## Exercise:
Transcribe word for word the lines spanning the line with "Detect pine tree." through the end of the records.

(Data items)
[Start of section]

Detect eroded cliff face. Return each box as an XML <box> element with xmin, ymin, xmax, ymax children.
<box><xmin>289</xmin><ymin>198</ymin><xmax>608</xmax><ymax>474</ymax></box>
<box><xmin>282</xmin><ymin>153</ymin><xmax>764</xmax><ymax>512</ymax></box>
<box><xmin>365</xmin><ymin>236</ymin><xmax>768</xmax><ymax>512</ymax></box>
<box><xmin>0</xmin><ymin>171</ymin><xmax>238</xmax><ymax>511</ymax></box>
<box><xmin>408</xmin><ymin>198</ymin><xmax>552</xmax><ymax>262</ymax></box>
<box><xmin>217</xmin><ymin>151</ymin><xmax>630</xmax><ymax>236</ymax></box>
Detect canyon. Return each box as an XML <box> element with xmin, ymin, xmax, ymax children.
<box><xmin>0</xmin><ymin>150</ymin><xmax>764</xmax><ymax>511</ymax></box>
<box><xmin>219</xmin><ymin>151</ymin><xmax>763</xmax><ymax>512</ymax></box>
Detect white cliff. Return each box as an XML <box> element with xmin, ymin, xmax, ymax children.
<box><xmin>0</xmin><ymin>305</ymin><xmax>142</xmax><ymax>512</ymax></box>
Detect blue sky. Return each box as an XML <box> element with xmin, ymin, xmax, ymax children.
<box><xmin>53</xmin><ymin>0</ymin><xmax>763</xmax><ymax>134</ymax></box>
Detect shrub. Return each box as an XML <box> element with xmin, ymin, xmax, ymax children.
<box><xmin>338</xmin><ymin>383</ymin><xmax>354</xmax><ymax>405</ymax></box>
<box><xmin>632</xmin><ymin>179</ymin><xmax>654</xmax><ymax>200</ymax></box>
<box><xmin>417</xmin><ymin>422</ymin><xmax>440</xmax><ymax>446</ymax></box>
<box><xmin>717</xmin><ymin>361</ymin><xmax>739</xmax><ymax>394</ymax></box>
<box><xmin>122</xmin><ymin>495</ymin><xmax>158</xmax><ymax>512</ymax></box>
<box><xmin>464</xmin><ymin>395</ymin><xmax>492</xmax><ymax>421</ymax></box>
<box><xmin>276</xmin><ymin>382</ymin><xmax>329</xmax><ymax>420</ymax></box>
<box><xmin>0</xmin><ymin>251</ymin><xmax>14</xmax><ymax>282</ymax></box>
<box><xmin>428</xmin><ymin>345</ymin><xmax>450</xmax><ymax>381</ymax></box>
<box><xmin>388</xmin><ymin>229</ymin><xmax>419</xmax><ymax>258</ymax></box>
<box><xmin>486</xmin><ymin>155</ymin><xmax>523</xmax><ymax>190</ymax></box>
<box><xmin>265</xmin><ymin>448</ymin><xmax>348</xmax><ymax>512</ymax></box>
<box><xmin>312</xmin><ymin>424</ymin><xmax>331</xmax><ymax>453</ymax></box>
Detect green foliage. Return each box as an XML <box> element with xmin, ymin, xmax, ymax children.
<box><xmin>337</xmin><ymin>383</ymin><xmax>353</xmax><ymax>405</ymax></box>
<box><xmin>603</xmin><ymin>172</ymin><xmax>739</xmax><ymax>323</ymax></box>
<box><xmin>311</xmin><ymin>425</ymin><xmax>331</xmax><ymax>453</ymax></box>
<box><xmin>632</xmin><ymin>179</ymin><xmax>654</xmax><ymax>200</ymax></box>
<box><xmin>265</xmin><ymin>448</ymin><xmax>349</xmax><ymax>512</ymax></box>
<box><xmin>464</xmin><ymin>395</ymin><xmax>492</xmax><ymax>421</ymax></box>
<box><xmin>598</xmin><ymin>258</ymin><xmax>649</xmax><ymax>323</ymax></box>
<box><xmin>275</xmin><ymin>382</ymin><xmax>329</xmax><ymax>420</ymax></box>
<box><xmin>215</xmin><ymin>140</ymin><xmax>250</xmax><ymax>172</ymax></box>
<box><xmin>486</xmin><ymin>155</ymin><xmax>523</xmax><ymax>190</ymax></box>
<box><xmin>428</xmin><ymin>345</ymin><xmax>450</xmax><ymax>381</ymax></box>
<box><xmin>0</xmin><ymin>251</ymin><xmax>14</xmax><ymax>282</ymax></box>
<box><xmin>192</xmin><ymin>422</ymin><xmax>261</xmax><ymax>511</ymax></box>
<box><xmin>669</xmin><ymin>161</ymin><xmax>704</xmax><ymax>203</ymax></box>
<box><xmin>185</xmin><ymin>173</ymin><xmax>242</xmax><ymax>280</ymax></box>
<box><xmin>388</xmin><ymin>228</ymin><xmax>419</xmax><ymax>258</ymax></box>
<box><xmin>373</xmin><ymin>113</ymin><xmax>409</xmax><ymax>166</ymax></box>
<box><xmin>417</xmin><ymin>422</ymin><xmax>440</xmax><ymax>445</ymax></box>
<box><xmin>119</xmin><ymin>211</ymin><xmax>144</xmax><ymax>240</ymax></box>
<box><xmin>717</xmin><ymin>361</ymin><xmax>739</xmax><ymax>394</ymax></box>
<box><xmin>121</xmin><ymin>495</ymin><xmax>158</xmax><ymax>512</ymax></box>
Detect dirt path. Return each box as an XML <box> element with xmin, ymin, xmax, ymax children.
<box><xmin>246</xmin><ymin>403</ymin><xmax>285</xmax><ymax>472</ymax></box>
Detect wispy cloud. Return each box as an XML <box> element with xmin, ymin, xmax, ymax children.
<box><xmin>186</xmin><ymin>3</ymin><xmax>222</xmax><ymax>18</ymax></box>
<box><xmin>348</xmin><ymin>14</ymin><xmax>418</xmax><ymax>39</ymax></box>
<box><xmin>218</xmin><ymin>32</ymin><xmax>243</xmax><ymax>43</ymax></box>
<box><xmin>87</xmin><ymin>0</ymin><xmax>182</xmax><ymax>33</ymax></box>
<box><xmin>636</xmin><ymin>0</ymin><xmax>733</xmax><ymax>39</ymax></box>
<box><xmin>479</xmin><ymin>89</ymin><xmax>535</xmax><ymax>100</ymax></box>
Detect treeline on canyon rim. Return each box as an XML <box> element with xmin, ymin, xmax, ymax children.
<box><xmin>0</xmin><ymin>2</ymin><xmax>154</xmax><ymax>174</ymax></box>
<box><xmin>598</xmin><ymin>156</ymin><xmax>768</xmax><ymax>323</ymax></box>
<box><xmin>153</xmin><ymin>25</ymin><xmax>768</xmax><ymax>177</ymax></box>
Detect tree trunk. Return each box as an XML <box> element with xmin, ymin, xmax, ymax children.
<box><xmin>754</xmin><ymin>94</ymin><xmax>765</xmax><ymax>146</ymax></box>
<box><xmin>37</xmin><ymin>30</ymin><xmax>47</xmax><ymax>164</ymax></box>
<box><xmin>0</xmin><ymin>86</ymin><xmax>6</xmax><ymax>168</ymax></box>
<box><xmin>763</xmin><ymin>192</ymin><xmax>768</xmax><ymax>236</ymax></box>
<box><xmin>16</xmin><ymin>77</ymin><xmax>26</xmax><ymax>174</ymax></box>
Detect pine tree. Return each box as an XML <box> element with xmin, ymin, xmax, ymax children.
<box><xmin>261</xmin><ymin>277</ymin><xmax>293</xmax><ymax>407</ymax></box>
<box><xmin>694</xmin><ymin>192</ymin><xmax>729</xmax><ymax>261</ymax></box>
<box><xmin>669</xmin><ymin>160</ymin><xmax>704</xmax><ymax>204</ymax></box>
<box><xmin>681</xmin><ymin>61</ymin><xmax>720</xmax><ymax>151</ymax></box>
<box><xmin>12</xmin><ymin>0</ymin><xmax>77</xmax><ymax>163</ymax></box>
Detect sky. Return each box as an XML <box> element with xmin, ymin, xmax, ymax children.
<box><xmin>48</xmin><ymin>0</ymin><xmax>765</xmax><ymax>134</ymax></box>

[End of section]

## Solved exercise:
Detect pine tree. Return each box as an XML <box> element with xmin, ymin, xmax, ymax children.
<box><xmin>261</xmin><ymin>277</ymin><xmax>293</xmax><ymax>407</ymax></box>
<box><xmin>694</xmin><ymin>192</ymin><xmax>729</xmax><ymax>261</ymax></box>
<box><xmin>669</xmin><ymin>160</ymin><xmax>704</xmax><ymax>204</ymax></box>
<box><xmin>681</xmin><ymin>61</ymin><xmax>720</xmax><ymax>151</ymax></box>
<box><xmin>12</xmin><ymin>0</ymin><xmax>77</xmax><ymax>163</ymax></box>
Detect sky. Return each box as an XML <box> element with xmin, ymin, xmax, ymax children.
<box><xmin>48</xmin><ymin>0</ymin><xmax>765</xmax><ymax>134</ymax></box>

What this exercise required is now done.